本文 →
別次元の恋
冷えた爆弾
異母兄弟の兄がまさか自分の母親に恋情を抱いているなんて夢にも思いません。いきなりですが、読み終えてまず言いたいことを言わせてもらいました。血縁上は赤の他人ですから、まったくもって問題ないのでしょうが、実の娘としては心中穏やかではないですね。年齢差はいかほどか、と素直な疑問を抱きますし、普通の恋心では片付けられない精神的な結びつきを指しているんでしょうが、男女の仲とは摩訶不思議だなあと主人公の心中をお察しします。会話の中でほんの少し出てくる人物がまたしてもラストに爆弾と化す。お決まりのパターンですが一向に慣れません。二人の女性の死がショッキングですし、注意をそちらに引きつける構成になっているため、まさか主人公の母親とは。すっかり騙されました。
妙子は彼は主人公のことが好きなのだと予想します。その言葉もなかなか衝撃的で、私はいろいろな思考を巡らせました。異母兄弟ということは半分血を分けた兄弟であり、いとことは違い、婚姻関係を結ぶことは可能か。離れて暮らし、接点もあまりない中で恋人がいながら妹を好きになってしまった経緯は。ぐるんと考えても妙子の想像は非現実的だなあと思いました。しかし、ほんの僅かながらその可能性を含みつつ物語は進んでいきます。故に母親が爆弾的存在になったんだと思います。
今ふと思ったのですが、恩田陸先生は執筆中どんな気持ちで筆を走らせているのでしょう。もし私がこの作品を書いたのなら、妙子の最初の告白でほくそ笑み、主人公に好意があると告げてはほくそ笑み、終始ニヤニヤが止まらない気がします。作家として一番いい状態で書かれてる。それは自分の意思を反映させ、かつ物語が知らぬ間に自由に進行する見事なシンクロで織り成されている気がします。この不可思議さを常時保てる恩田陸先生は改めてすごいなと寒気すら覚えました。
研吾は正真正銘マザーコンプレックスなんですよね。幼少期の実母からの虐待、そんな中現れたのが実父の新しい奥さんである主人公の母親で、自分が求めていた母親像を投影し、気持ちを昇華することで自己を保ってきた。それは恋心と直結するものではないと思いますが、しかし、なくてはならない存在であるのは確実です。そういった面で、愛する人、に対してはひとりの男とひとりの女にならざるを得ないのだと思いました。

記述課題 1 → 本文の「妙子は彼は主人公のことが好き」から「存在になったんだと思います。」までを、「妙子」を「友人」に置き換えて書き直せ。
記述課題 2 → 本文によると、研吾は幼少期に実母から何を受けていたか。
次の項目は参照しなくてよい。

座標付きアノテーション項目

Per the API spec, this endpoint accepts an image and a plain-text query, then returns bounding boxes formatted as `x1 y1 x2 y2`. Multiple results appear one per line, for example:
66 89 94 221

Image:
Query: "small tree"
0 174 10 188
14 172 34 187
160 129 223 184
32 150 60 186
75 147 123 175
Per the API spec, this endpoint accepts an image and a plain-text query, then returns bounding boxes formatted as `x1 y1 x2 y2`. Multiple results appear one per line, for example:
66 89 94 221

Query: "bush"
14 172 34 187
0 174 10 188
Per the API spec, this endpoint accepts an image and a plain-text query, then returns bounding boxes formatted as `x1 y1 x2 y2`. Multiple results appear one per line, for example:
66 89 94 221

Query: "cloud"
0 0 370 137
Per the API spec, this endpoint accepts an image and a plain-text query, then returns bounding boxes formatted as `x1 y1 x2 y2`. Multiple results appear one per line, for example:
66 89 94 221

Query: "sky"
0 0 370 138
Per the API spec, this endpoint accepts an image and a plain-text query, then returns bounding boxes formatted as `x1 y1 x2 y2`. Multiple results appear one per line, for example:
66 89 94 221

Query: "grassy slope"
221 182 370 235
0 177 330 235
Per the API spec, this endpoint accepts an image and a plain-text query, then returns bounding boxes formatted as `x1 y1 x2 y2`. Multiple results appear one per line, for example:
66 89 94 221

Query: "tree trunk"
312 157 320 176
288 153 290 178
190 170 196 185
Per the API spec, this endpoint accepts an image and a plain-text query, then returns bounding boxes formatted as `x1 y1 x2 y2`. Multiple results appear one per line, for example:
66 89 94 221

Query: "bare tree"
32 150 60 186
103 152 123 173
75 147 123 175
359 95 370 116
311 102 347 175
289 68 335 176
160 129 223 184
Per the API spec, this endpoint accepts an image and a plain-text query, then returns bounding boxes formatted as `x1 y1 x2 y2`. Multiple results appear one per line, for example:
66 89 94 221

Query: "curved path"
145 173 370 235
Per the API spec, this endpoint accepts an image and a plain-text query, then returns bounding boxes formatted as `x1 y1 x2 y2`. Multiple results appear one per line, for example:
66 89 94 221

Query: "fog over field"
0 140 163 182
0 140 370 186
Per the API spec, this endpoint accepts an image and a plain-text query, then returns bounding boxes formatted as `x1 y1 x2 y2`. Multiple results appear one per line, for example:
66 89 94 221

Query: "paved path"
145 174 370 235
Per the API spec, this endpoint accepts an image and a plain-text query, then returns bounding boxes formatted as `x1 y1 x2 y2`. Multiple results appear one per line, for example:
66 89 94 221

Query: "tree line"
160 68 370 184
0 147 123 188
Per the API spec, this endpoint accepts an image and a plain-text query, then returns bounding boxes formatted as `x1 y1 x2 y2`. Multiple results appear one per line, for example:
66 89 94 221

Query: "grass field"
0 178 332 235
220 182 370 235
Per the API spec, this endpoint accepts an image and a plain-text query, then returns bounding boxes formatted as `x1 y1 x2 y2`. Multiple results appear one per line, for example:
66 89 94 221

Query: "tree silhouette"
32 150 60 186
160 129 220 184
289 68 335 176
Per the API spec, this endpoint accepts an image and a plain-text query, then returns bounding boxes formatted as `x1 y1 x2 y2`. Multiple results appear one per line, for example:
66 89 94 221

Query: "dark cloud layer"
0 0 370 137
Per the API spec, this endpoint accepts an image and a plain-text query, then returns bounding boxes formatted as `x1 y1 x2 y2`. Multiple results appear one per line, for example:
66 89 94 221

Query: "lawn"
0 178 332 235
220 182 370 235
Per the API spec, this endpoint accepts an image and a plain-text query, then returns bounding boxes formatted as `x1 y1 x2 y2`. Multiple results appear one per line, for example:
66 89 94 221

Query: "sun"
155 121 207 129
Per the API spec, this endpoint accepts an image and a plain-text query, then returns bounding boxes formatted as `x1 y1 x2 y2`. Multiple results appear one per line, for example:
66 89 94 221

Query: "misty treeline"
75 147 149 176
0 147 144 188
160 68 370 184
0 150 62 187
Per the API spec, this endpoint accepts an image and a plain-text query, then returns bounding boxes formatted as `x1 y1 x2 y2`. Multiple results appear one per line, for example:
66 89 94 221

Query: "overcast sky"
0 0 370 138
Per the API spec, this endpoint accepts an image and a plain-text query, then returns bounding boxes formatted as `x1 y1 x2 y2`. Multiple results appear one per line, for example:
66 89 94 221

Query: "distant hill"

課題の結果 1 →
友人は彼は主人公のことが好きなのだと予想します。その言葉もなかなか衝撃的で、私はいろいろな思考を巡らせました。異母兄弟ということは半分血を分けた兄弟であり、いとことは違い、婚姻関係を結ぶことは可能か。離れて暮らし、接点もあまりない中で恋人がいながら妹を好きになってしまった経緯は。ぐるんと考えても友人の想像は非現実的だなあと思いました。しかし、ほんの僅かながらその可能性を含みつつ物語は進んでいきます。故に母親が爆弾的存在になったんだと思います。

課題の結果 2 → 研吾は幼少期に実母から虐待を受けていた。